Please set down the records below exactly as they appear.

::: Data for the task

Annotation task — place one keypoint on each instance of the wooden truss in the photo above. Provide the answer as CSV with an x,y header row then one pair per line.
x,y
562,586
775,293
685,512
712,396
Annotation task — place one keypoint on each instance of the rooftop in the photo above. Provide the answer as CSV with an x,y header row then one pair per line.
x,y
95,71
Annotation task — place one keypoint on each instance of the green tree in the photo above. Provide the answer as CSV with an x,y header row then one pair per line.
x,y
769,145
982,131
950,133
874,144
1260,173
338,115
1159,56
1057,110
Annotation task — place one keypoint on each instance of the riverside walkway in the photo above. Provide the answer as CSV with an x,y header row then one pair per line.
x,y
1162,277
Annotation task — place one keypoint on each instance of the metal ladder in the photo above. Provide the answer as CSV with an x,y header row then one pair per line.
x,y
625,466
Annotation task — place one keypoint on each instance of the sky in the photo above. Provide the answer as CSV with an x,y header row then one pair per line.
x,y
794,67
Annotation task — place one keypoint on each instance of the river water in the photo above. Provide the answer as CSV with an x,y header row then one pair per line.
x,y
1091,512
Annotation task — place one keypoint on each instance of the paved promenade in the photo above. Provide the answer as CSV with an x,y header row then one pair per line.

::::::

### [Result for this exercise]
Annotation task — place one keypoint on each instance of the wooden truss in the photo above. Provide the answer as CSV with an x,y header row then one pair per line.
x,y
562,586
775,293
685,512
712,396
Annotation task — place one keypoint on each instance of the rooftop in the photo above. Provide the answer as CSV with an x,y header row then one pair per line.
x,y
95,71
Annotation task — place one keypoint on each instance of the green tree in the photo above. Provide the answer as CSV with an x,y header row then one pair per line.
x,y
769,145
982,131
950,133
874,144
1260,173
338,115
1159,56
1057,110
Annotation task — place one keypoint on each instance of the riverside walkway in the photo above. Provide the answer as CSV with an x,y header row then one pair per line.
x,y
1162,277
Annotation task — place one keypoint on each instance of the metal ladder in the photo above. Provide the answer as CSV with an x,y header row then one pair per line.
x,y
625,466
Annotation task — place one keypoint on each instance of the sky in the photo above. Provide the answer as CSV with an x,y header row then one pair per line.
x,y
794,67
Annotation task — place one keypoint on each instance of the river water in the photo above. Provide the answer as CSV with an x,y header row then one pair per line.
x,y
1091,512
Annotation task — place one keypoint on each instance of the paved promenade in the photo above. Provide the answer as CSV with an x,y header row then one pair per line.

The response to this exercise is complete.